- What the task asks: Starting at the beginning of the entries and ending at the line that contains "[[[226,251],[224,246],[211,246],[210,249],[210,270],[226,271]]]", write those lines out again with "convention" changed to "rule" and nothing else altered. Return only those lines.
----
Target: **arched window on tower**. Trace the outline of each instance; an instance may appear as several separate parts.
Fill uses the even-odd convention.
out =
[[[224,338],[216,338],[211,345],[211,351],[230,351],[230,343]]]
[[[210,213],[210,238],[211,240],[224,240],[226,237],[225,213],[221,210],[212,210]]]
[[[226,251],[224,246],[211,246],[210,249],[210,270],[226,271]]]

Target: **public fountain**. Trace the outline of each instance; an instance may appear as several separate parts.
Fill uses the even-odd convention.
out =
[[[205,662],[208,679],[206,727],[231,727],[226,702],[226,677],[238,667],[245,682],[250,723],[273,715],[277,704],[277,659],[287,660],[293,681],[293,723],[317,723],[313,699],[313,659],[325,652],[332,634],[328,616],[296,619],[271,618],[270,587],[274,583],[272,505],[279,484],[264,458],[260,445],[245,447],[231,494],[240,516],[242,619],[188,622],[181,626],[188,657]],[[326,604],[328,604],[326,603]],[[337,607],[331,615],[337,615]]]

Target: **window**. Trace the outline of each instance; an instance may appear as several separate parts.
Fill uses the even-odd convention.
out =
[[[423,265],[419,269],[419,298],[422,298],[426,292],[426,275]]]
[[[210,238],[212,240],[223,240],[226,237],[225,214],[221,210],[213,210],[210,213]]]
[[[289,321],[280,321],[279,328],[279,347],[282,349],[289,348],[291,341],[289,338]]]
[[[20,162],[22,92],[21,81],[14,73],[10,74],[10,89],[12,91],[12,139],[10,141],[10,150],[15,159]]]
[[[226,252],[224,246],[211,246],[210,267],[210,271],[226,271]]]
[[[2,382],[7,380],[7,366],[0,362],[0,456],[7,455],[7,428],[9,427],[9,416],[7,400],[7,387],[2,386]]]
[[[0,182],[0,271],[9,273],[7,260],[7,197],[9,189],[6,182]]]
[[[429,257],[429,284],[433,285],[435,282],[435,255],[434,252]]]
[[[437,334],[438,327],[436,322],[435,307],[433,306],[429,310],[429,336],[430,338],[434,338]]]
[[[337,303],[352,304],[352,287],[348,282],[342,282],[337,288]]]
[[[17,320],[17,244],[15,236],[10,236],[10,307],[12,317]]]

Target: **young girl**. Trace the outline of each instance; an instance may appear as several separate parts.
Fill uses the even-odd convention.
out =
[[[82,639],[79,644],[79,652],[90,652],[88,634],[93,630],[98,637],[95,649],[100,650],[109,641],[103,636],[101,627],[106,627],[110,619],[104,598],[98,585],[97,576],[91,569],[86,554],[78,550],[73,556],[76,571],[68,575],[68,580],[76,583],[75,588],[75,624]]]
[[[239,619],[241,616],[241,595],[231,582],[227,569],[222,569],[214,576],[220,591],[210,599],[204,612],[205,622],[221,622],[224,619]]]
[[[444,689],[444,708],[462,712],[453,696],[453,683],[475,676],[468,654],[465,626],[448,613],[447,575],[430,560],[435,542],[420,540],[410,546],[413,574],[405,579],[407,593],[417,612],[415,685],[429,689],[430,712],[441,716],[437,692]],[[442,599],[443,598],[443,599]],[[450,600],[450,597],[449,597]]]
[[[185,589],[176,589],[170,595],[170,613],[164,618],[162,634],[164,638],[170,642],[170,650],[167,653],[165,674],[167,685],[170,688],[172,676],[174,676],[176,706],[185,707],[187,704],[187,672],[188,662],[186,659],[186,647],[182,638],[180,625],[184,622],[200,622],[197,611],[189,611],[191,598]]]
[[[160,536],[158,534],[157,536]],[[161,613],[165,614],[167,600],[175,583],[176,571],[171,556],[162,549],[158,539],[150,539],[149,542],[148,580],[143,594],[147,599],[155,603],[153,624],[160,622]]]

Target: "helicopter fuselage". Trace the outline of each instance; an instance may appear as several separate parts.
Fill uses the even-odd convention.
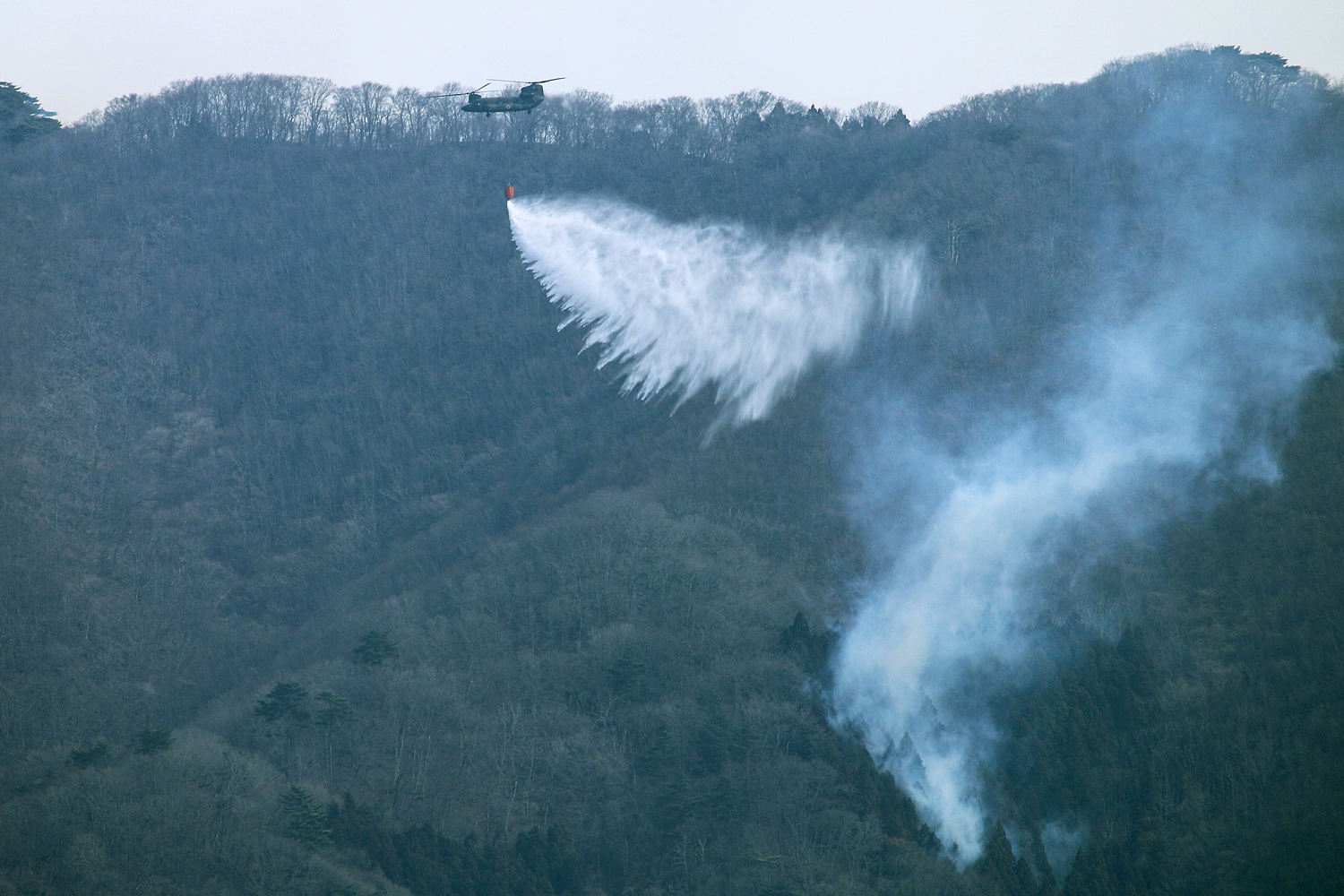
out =
[[[484,111],[487,116],[496,111],[532,111],[546,99],[542,85],[527,85],[516,94],[504,97],[482,97],[478,93],[466,95],[462,111]]]

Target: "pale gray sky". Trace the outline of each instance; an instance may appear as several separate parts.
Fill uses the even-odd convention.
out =
[[[1344,77],[1341,0],[0,0],[0,81],[65,122],[220,74],[431,90],[567,79],[617,101],[763,89],[911,118],[970,94],[1083,81],[1183,43],[1239,44]]]

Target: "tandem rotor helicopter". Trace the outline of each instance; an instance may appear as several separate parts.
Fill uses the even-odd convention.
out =
[[[433,97],[426,97],[426,99],[438,99],[442,97],[466,97],[466,103],[462,106],[462,111],[484,111],[487,117],[495,114],[496,111],[526,111],[532,113],[534,109],[542,105],[546,99],[546,91],[542,85],[548,85],[552,81],[564,81],[564,78],[547,78],[544,81],[505,81],[503,78],[497,79],[499,83],[507,85],[523,85],[517,93],[504,93],[503,90],[492,90],[491,95],[482,95],[481,91],[489,87],[495,81],[487,81],[476,90],[469,90],[466,93],[441,93]]]

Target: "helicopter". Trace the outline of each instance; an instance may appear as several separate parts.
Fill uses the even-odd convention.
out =
[[[516,94],[496,91],[497,95],[482,97],[481,91],[495,83],[493,81],[487,81],[476,90],[469,90],[468,93],[442,93],[427,98],[466,97],[466,105],[462,106],[462,111],[484,111],[487,117],[496,111],[526,111],[532,114],[532,110],[546,99],[546,91],[542,89],[542,85],[548,85],[552,81],[564,81],[564,78],[547,78],[544,81],[504,81],[500,78],[499,81],[500,83],[523,86]]]

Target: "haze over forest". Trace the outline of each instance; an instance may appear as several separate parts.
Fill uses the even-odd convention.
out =
[[[457,103],[0,83],[0,893],[1344,889],[1339,86]]]

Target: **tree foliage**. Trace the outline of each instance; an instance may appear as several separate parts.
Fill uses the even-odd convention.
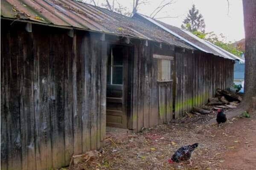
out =
[[[195,5],[189,11],[189,13],[181,25],[181,28],[189,31],[199,31],[204,33],[205,24],[203,15],[199,14],[199,11],[195,8]]]
[[[198,31],[192,31],[191,32],[199,38],[209,41],[216,45],[239,57],[240,57],[240,54],[242,52],[242,51],[239,51],[234,47],[230,41],[227,42],[227,38],[222,34],[218,35],[212,31],[204,33]]]
[[[227,38],[222,34],[218,36],[213,32],[210,32],[206,34],[204,39],[238,57],[240,57],[242,52],[234,47],[231,42],[227,42]]]
[[[129,8],[124,6],[120,2],[121,0],[76,0],[79,2],[87,3],[93,5],[95,6],[105,8],[109,10],[121,14],[122,15],[128,17],[132,17],[133,14],[137,12],[140,7],[142,5],[144,6],[151,5],[153,0],[133,0],[131,10]],[[154,9],[150,15],[150,17],[152,18],[157,18],[157,15],[160,12],[163,11],[164,9],[170,6],[172,4],[176,2],[176,0],[161,0],[159,1],[158,6]],[[101,2],[101,3],[100,3]],[[175,17],[167,16],[163,18]]]

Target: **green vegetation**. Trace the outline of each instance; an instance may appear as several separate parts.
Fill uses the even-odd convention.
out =
[[[204,20],[203,15],[199,14],[199,11],[195,8],[195,5],[193,5],[189,11],[187,17],[181,25],[181,28],[190,32],[198,31],[204,33]]]
[[[181,28],[191,32],[199,38],[209,41],[221,48],[240,57],[241,51],[236,49],[231,42],[227,42],[226,37],[222,34],[216,35],[213,32],[205,32],[205,24],[203,15],[199,13],[195,5],[189,11],[187,16],[184,20]]]

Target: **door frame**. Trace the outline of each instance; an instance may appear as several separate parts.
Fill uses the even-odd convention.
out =
[[[111,51],[111,48],[113,47],[113,46],[121,46],[123,48],[124,53],[123,54],[123,77],[122,85],[114,85],[122,86],[122,111],[123,113],[125,113],[125,117],[122,120],[124,121],[123,123],[118,125],[114,123],[108,123],[107,122],[107,119],[106,119],[106,123],[107,126],[114,127],[116,128],[127,128],[128,127],[128,120],[129,119],[129,116],[131,116],[131,89],[132,86],[132,74],[129,74],[131,71],[132,72],[132,67],[131,64],[133,65],[132,64],[131,58],[132,57],[132,51],[133,51],[133,46],[129,44],[124,44],[120,43],[116,43],[112,42],[108,42],[107,43],[107,56],[108,57],[108,62],[107,63],[107,67],[108,67],[109,57],[110,53],[109,51]],[[107,70],[108,70],[108,68]],[[108,76],[108,74],[107,74],[107,76]],[[107,82],[107,86],[109,85],[108,84],[108,81]],[[107,96],[106,96],[106,103],[107,103]],[[130,99],[131,98],[131,99]],[[107,105],[106,106],[106,114],[107,116]],[[129,112],[129,113],[128,113]],[[114,114],[114,113],[113,113]]]

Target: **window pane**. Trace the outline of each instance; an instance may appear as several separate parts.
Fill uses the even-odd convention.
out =
[[[171,61],[169,60],[158,59],[158,80],[171,79]]]
[[[122,67],[112,67],[112,84],[122,84]]]
[[[162,78],[163,80],[169,80],[171,79],[171,63],[169,60],[162,60]]]
[[[123,54],[122,48],[115,47],[112,48],[113,63],[113,65],[122,65]]]

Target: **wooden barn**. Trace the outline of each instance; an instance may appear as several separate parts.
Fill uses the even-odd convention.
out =
[[[168,122],[232,84],[232,57],[140,14],[73,0],[1,3],[2,170],[67,166],[100,149],[107,126]]]

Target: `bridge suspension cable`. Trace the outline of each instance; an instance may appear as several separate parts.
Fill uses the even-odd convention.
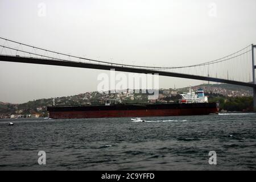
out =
----
- Solution for this task:
Target: **arched window on tower**. Trace the outline of each instance; an instance may appear as several separate parts.
Fill uses the even-odd rule.
out =
[[[224,338],[216,338],[211,345],[211,351],[230,351],[230,343]]]
[[[210,213],[210,238],[211,240],[224,240],[226,237],[225,213],[221,210],[212,210]]]
[[[226,251],[224,246],[211,246],[210,249],[210,270],[226,271]]]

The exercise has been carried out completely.